==== PASSAGE PROVIDED

Whippin’ Piccadilly – Gomez
“I’m involved in a clinical trial of allogeneic transplants. I wanted to see you because…”
Given that I was there to get my monthly numbers, I inevitably finished that sentence in my own head
“…your myeloma is relapsing”
What transpired, after a bit more waffle, though, was that his thought process was actually proceeding
“…you had a transplant recently, and that’s my recruitment cohort”
In order words, he wasn’t thinking about me at all, really. Which is quite annoying and insulting. But it’s hard to complain, because I certainly would prefer that doctors want to discuss things with me. I don’t want “grumpy, do not disturb!” on my medical notes. Still, I wish doctors had more training (in some cases any at all would do) in what we in the trashy trade of marketing would call “consumer-centric” thinking.
In the end, the conversation was a good one. But I would have loved it if he’d started up front with what matters, most immediately, to me
“The good news is, your light chain scores are still stable”
He never said that, though they are.
Even better, he could have emailed me in advance
“I’m conducting a trial on allogeneic transplants for people who have recently had auto transplants. Given your disease profile, and your current stable remission, we will probably decide that now is not an appropriate moment for you to have an allogeneic transplant, but I would like to discuss this with you…”
That would have been really good. But I think I will be a long time dead before the NHS achieves that kind of patient management.
In the meantime, I have to be grateful that they are thinking about all the possibilities, and just roll with the punches.
Anyway, in my rush to get it all out of my head, I forgot to pass on the crucial information to you. My blood counts are stable – improving actually. And my light chains remain low: they seem to creep up 3 or 4 a month, which is well below the threshold for any significance. So hurrah for that.
News equals zero. As all good equations should. Though sometimes, it doesn’t quite feel like that, does it?

========
==== STUDY MATERIAL

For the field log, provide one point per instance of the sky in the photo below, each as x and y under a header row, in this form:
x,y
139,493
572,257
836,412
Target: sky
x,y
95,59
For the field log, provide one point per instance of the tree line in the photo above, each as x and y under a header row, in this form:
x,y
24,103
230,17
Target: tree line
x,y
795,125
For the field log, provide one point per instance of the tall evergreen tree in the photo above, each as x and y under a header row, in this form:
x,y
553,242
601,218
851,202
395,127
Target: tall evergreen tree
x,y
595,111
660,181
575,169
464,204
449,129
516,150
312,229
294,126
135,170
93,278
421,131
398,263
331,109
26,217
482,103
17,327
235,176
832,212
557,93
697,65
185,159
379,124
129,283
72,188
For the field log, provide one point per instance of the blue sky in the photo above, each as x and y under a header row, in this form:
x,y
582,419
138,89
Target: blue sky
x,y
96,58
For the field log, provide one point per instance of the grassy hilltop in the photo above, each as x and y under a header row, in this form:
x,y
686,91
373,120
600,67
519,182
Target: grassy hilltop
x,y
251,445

========

■ **REQUIRED ACTIONS**
A. Can you transcribe the part of the blog post that opens with the words containing "Anyway, in my" and closes with "that, does it?"?
B. Answer each of these from the blog post:
(i) What kind of transplant is the doctor's clinical trial about?
(ii) By how much do the writer's light chains seem to creep up each month?
(iii) In what trade does the writer say the term "consumer-centric" thinking is used?
The items play no part in this work.

■ **SOLVED PROBLEMS**
A.
Anyway, in my rush to get it all out of my head, I forgot to pass on the crucial information to you. My blood counts are stable – improving actually. And my light chains remain low: they seem to creep up 3 or 4 a month, which is well below the threshold for any significance. So hurrah for that.
News equals zero. As all good equations should. Though sometimes, it doesn’t quite feel like that, does it?

B.
(i) Allogeneic transplants.
(ii) 3 or 4 a month.
(iii) Marketing.